"""
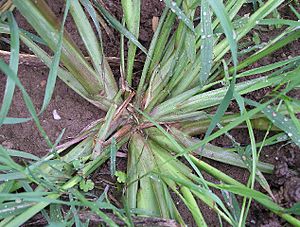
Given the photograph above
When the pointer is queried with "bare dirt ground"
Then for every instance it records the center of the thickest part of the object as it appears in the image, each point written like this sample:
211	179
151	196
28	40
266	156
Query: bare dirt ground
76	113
"""
| Exercise directions |
Reproduce these lines with every occurrence of "bare dirt ground" swapped for "gravel path" and everything else unchanged, omitting the pictures.

| Solution below |
Given the photograph above
When the pointer is queried with "gravel path"
Then for every instance it records the center of the thickest part of the object as it appears in the image, each point written like this sample:
211	179
151	196
28	40
266	156
Query: gravel path
76	113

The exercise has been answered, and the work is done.